%%

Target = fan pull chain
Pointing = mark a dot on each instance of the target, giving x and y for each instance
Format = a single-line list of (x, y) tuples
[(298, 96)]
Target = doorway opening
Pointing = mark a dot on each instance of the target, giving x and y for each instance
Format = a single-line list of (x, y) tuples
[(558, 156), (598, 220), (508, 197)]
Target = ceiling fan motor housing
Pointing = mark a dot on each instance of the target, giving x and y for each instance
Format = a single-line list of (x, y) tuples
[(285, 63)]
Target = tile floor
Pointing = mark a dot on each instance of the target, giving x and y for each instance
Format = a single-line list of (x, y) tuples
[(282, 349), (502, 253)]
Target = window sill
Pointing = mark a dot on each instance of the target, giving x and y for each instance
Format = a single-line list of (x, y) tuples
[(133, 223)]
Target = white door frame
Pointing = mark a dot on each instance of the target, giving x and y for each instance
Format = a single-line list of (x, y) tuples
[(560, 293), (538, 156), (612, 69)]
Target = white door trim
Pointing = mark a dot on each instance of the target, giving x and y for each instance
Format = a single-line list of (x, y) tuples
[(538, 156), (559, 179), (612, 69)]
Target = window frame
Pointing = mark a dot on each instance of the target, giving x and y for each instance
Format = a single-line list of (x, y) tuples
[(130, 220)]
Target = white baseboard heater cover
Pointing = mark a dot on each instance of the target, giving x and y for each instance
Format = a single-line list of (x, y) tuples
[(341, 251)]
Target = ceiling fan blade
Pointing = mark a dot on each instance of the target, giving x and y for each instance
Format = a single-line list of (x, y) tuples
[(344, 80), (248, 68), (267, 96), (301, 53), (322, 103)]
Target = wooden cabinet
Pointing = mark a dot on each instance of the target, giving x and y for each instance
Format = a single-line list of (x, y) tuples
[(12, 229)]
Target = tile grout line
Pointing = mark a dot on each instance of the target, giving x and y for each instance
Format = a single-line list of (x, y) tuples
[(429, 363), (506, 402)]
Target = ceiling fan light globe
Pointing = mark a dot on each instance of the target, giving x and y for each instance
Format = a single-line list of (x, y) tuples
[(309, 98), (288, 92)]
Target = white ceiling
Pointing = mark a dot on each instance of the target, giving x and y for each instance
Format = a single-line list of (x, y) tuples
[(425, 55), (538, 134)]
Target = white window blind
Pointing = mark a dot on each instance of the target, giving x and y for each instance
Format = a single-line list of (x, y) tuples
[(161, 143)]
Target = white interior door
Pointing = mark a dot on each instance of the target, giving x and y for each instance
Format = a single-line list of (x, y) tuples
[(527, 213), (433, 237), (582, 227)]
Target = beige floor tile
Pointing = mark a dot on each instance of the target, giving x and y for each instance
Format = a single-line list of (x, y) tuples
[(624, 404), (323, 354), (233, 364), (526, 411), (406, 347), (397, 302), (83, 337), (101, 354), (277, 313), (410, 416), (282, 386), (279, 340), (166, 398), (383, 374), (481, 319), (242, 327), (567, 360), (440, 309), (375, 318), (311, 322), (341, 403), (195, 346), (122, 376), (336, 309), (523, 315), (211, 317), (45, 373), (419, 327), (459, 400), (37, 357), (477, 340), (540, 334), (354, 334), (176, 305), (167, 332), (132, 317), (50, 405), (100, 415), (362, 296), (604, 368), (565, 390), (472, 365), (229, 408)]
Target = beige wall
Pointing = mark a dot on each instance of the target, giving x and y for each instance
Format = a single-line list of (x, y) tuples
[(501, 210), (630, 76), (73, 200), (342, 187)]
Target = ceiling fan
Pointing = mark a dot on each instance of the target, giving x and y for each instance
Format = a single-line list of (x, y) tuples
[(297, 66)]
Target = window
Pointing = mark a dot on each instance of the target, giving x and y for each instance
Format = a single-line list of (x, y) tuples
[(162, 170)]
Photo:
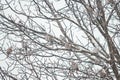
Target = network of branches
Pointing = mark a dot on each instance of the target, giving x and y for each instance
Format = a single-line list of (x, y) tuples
[(60, 39)]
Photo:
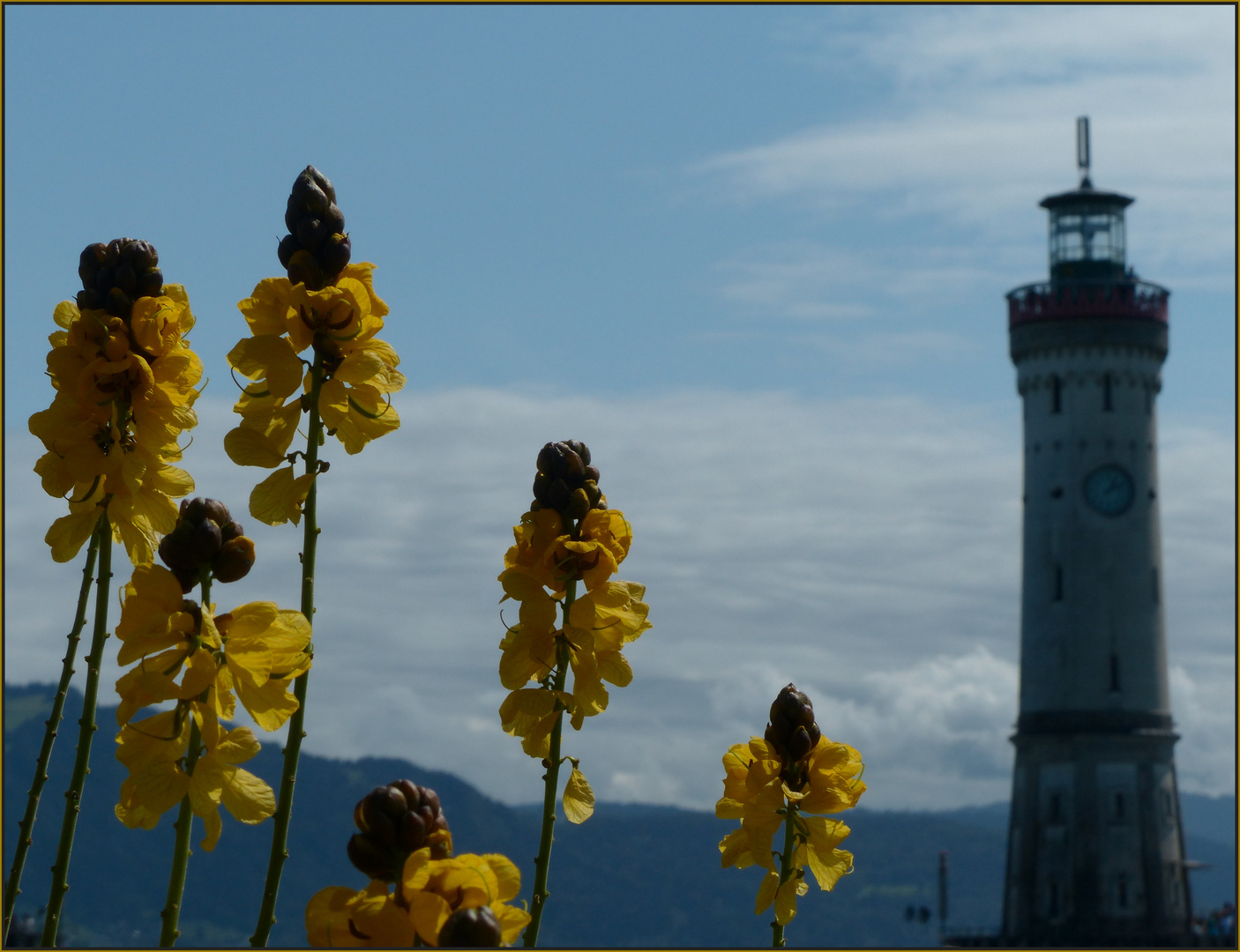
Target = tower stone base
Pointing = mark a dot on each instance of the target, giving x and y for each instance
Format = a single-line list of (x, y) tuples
[(1095, 847)]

%%

▶ **Exercise objective**
Whenever a line in the records above contains the string "beige", copy that line.

▶ **Answer box**
Target = beige floor tile
Target = beige wall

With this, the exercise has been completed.